Erzählen Sie uns doch kurz etwas über sich.
Vorneweg: Wir, Carmen und Robert mit unseren drei Kindern Anju (9 Jahre) Lou (7 Jahre) und Ava (2 Jahre), sind eine ganz normale Schweizer Familie mit dem Unterschied, dass wir statt in der Schweiz im Yukon leben. Unser Aufbruch im Frühsommer des Jahres 2004 war nicht spektakulär oder gar filmreif à la «Auf und davon». Es gab weder tränenreiche Abschiedsszenen noch stressige Situationen mit Übergewicht am Check-In-Schalter. Unseren Lieben zuhause sagten wir nicht «Adieu», sondern «auf Wiedersehen». Wir waren uns nicht klar darüber, ob wir wirklich in Kanada leben wollten. Noch waren wir fest mit der Schweiz verbunden und den Segnungen der Wohlstandsgesellschaft zugetan. Doch erstens kommt es anders und zweitens als man denkt. Es sollten sechs Jahre ins Land ziehen, bis wir für eine knapp dreiwöchige Stippvisite die Schweiz besuchen würden.

● QUELLDATEN

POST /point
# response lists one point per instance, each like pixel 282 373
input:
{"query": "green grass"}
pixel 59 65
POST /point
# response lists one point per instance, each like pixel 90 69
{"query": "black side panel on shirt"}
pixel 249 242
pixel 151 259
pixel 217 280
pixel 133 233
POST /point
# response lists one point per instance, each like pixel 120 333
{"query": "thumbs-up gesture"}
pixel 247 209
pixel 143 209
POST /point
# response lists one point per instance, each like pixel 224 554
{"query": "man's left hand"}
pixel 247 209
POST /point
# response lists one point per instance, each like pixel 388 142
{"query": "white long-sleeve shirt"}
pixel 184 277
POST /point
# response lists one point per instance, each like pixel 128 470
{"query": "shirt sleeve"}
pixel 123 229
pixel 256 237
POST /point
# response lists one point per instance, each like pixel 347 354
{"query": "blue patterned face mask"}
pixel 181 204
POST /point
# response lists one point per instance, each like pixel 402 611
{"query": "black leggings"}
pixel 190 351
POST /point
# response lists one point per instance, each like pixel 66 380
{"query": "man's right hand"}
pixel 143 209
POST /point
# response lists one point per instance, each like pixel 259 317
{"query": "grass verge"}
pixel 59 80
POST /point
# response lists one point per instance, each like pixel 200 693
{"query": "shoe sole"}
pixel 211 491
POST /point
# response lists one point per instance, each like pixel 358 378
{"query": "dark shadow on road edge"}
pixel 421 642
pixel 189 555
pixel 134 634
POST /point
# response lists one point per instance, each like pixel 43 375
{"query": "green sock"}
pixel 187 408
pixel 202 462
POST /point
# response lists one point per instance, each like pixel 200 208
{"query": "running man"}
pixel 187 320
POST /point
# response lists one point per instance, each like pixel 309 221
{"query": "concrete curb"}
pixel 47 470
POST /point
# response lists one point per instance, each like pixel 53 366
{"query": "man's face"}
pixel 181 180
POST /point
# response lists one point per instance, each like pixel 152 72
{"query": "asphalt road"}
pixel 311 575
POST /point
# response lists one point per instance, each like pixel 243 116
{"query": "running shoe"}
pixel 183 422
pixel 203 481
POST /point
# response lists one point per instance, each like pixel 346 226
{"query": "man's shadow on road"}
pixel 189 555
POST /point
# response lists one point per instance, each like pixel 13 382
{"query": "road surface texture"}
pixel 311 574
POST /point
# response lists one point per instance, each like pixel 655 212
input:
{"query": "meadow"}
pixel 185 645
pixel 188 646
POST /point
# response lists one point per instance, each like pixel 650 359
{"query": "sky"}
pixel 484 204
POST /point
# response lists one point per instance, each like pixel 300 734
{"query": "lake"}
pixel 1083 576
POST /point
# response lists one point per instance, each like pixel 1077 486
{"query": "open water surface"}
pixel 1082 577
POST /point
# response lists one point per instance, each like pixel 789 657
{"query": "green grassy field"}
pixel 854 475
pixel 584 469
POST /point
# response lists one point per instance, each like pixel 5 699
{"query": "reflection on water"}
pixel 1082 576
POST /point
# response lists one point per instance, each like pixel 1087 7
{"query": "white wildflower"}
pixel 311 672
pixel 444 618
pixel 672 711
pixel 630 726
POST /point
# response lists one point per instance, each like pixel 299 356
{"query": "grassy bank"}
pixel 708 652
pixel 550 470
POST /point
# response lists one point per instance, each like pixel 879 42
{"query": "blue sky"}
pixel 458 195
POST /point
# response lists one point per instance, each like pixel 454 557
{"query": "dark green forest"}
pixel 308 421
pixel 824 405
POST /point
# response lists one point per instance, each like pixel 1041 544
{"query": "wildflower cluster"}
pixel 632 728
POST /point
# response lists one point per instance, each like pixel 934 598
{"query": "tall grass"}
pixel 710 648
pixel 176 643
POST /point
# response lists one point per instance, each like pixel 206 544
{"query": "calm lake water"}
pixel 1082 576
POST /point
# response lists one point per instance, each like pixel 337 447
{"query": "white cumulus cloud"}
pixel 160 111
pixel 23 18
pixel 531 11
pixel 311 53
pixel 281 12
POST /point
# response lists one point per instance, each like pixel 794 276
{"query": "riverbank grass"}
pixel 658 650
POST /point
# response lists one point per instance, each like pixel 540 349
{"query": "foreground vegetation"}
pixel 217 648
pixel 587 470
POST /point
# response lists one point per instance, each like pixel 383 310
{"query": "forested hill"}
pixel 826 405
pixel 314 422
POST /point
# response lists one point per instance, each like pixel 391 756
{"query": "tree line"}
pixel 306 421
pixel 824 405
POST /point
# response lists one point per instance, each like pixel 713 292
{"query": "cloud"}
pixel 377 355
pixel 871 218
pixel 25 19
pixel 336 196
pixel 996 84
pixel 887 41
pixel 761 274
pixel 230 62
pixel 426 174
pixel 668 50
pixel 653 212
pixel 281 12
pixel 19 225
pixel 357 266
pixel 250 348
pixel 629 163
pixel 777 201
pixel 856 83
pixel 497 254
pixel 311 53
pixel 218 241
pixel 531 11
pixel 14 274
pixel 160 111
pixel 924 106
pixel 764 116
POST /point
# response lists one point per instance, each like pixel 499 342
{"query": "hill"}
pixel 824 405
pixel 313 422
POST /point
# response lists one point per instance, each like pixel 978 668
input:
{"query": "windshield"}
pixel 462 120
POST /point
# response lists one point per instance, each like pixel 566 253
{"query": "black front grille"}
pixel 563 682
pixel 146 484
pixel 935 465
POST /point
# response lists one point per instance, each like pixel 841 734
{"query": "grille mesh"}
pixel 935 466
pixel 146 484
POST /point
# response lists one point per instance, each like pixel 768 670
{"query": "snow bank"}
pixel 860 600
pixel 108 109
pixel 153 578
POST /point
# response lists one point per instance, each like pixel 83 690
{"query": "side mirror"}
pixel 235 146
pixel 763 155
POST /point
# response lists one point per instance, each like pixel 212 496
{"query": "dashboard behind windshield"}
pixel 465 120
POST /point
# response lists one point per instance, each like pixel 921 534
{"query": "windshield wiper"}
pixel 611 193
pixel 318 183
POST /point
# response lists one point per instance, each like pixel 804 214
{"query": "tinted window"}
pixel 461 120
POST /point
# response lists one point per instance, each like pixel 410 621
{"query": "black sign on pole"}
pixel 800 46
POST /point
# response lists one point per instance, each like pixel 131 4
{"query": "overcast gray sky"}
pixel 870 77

● ERFORDERLICHE SCHRITTE
• A. Ermittle jede Zeile, die das Wort „road“ enthält, und schreibe sie ab. Groß- und Kleinschreibung zählt.
• B. Bitte führe den Text über die Familie im Yukon ab der Stelle weiter, an der er aufhört.
Die Zeilen haben mit dem Text über die Familie im Yukon nichts zu tun.

● ANTWORTEN JE AUFGABE
• A.
{"query": "dark shadow on road edge"}
{"query": "asphalt road"}
{"query": "man's shadow on road"}
{"query": "road surface texture"}

• B.
Im kanadischen Yukon erwartete uns ein kitzekleines doppelgeschossiges Cabin. Knapp 12 Quadratmeter. Ohne Strom, ohne fliessendes Wasser, ohne Telefon und Internet. Mit von der Partie waren unser noch ungeborenes erstes Kind und unsere beiden Husky-Mischlinge Frosty und Sky. Und eine schwer erklärbare Sehnsucht nach einem anderen Leben.
Wir planten erst mal eine Auszeit! Wir wollten die Geburt unseres ersten Kindes und die anschliessenden Monate gemeinsam verbringen. Heute, zehn Jahre später, leben wir mit unseren drei Kindern, sechs Hunden, zwei Katzen, einem Esel, einem Schaf und sechs Wachteln an «unserem» Fluss, dem wunderschönen Wheatonriver, umgeben von Wäldern und Bergen.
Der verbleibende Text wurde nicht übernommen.